**Entries supplied:**
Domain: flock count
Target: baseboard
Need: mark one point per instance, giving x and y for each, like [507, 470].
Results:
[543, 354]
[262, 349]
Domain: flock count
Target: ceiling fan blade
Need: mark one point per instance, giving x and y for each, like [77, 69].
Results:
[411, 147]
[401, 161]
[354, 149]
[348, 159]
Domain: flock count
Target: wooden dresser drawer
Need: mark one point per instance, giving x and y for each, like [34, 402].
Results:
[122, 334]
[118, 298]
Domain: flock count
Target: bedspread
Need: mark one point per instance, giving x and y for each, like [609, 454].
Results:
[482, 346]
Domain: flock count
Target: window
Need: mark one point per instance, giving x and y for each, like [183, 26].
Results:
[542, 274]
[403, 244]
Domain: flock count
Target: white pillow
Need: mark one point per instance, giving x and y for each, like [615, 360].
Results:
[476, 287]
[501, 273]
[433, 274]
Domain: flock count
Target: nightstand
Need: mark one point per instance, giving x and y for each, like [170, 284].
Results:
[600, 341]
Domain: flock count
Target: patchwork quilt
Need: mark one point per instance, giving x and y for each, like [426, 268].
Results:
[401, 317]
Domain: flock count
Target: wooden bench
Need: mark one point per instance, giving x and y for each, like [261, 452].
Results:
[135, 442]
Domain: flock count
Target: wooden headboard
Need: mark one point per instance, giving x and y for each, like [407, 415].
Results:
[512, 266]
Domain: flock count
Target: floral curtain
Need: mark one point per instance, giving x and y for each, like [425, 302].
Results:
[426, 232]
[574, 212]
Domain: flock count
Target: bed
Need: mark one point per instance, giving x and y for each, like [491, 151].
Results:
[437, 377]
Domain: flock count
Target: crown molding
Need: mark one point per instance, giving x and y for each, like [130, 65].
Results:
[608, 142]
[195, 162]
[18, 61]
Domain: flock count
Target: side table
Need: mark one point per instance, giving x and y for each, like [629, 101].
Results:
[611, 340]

**What you are asked to do:** Every entry must be retyped in full, exactly as given.

**Exercise output:**
Domain: flock count
Target: baseboard
Need: mark one point per instance, giving x and y for each, like [507, 470].
Results:
[543, 354]
[262, 349]
Domain: flock count
Target: ceiling fan blade
Need: mark one point per instance, giving x and y for each, like [77, 69].
Results:
[411, 147]
[401, 161]
[354, 149]
[348, 159]
Domain: flock count
Target: wooden dresser drawer
Need: mark one point per instance, giving x and y for each, like [34, 402].
Results:
[122, 334]
[118, 298]
Domain: flock count
Target: bedspread
Need: mark one point per instance, giving x and y for each, like [609, 454].
Results:
[482, 346]
Domain: flock count
Target: window
Need: mark one point per instance, giving x and y for each, like [183, 26].
Results:
[542, 274]
[403, 244]
Domain: flock count
Target: white pillow
Need: mark one point per instance, giving x and y for each, like [615, 360].
Results:
[476, 287]
[501, 273]
[433, 274]
Domain: flock count
Target: nightstand
Need: mark one point per instance, giving x and y for each, like [170, 284].
Results:
[600, 341]
Domain: flock count
Target: patchwork quilt
Need: mark one point per instance, giving x and y for each, like [426, 268].
Results:
[401, 317]
Domain: flock count
Target: wooden bench
Need: mark one point per instance, giving x and y for each, like [261, 452].
Results:
[135, 442]
Domain: flock count
Target: wooden headboard
Need: mark one point per instance, giving x and y for each, like [407, 415].
Results:
[512, 266]
Domain: flock count
Target: floral curtain
Need: mark one point per instance, giving x and y for each, like [425, 302].
Results:
[426, 232]
[574, 212]
Domain: flock count
Target: bed
Need: mark one point per instance, giving x and y for each, like [491, 151].
Results:
[437, 377]
Domain: flock count
Target: crown molding
Need: mark one point per instance, giving x and y for each, like [130, 65].
Results:
[608, 142]
[195, 162]
[18, 61]
Domain: flock count
Target: side table
Need: mark one point per instance, giving x and y for each, like [629, 101].
Results:
[611, 340]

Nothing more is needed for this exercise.